-- Extract follows --

Comprehensive analysis of transcriptional promoter structure and function in 1% of the human genome

Abstract
Transcriptional promoters comprise one of many classes of eukaryotic transcriptional regulatory elements. Identification and characterization of these elements are vital to understanding the complex network of human gene regulation. Using full-length cDNA sequences to identify transcription start sites (TSS), we predicted more than 900 putative human transcriptional promoters in the ENCODE regions, representing a comprehensive sampling of promoters in 1% of the genome. We identified 387 fragments that function as promoters in at least one of 16 cell lines by measuring promoter activity in high-throughput transient transfection reporter assays. These positive functional results demonstrate widespread use of alternative promoters. We show a strong correlation between promoter activity and the corresponding endogenous RNA transcript levels, providing the first experimental quantitative estimate of promoter contribution to gene regulation. Finally, we identified functional regions within a randomly selected subset of 45 promoters using deletion analyses. These experiments showed that, on average, the sequence -300 to -50 bp of the TSS positively contributes to core promoter activity. Interestingly, putative negative elements were identified -1000 to -500 bp upstream of the TSS for 55% of genes tested. These data provide the largest and most comprehensive view of promoter function in the human genome.

-- Extract concluded --

**About this exercise**
Do these statements agree with the promoter abstract above? Answer yes or no for each, quoting the words that decide it.
(a) More than 900 putative human promoters were predicted in the ENCODE regions.
(b) Promoter activity was measured in 45 cell lines.
(c) Putative negative elements were found for fewer than half of the genes tested.

-- Material provided follows --

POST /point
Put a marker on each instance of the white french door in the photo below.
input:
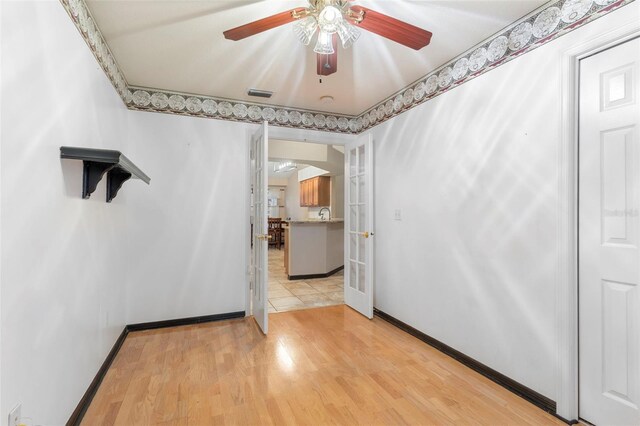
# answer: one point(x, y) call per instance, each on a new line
point(260, 243)
point(358, 262)
point(609, 234)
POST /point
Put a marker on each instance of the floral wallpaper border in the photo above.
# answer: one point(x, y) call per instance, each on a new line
point(552, 20)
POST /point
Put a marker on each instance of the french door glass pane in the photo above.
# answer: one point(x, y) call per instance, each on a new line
point(353, 270)
point(353, 246)
point(353, 190)
point(353, 218)
point(353, 158)
point(361, 158)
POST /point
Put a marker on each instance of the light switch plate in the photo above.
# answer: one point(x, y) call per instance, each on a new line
point(14, 415)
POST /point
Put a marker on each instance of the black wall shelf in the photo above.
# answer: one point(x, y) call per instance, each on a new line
point(97, 162)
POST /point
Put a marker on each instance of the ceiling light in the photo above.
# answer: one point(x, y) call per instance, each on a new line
point(324, 44)
point(285, 166)
point(329, 19)
point(305, 29)
point(348, 34)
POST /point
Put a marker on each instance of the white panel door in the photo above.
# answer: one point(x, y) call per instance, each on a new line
point(260, 243)
point(358, 258)
point(609, 221)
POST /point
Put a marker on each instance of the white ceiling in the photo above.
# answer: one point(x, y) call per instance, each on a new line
point(178, 45)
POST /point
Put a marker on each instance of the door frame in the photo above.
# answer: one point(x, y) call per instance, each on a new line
point(275, 133)
point(567, 309)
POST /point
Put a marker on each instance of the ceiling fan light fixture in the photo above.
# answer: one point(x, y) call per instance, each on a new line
point(348, 34)
point(305, 28)
point(324, 45)
point(329, 19)
point(285, 166)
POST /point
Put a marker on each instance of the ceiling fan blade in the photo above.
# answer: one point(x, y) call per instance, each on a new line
point(264, 24)
point(328, 64)
point(393, 29)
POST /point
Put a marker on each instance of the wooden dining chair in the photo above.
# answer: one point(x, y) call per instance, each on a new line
point(275, 232)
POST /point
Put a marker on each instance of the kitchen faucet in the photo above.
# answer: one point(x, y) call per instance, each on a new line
point(322, 215)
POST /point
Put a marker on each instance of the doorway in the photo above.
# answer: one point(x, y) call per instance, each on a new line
point(306, 225)
point(314, 247)
point(608, 235)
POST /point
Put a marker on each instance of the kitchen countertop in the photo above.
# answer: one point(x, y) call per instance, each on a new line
point(337, 220)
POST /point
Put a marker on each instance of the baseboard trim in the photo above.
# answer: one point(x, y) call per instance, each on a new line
point(519, 389)
point(311, 276)
point(85, 401)
point(184, 321)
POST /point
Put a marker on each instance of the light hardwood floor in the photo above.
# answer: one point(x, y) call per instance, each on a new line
point(286, 295)
point(317, 366)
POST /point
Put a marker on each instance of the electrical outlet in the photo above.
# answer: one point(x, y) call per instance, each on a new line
point(14, 415)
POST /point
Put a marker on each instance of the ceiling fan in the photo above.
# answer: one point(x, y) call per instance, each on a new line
point(335, 19)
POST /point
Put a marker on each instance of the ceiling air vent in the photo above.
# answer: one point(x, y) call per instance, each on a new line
point(260, 93)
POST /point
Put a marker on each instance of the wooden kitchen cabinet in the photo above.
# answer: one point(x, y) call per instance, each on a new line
point(315, 192)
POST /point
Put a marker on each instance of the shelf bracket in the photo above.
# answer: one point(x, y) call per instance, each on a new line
point(92, 173)
point(115, 178)
point(97, 162)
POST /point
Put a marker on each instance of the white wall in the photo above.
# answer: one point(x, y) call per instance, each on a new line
point(186, 230)
point(76, 271)
point(63, 258)
point(473, 262)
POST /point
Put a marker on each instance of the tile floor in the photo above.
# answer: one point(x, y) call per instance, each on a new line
point(286, 295)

-- Material provided concluded --

**Response below**
(a) Yes: "we predicted more than 900 putative human transcriptional promoters in the ENCODE regions"
(b) No: "function as promoters in at least one of 16 cell lines"
(c) No: "putative negative elements were identified -1000 to -500 bp upstream of the TSS for 55% of genes tested"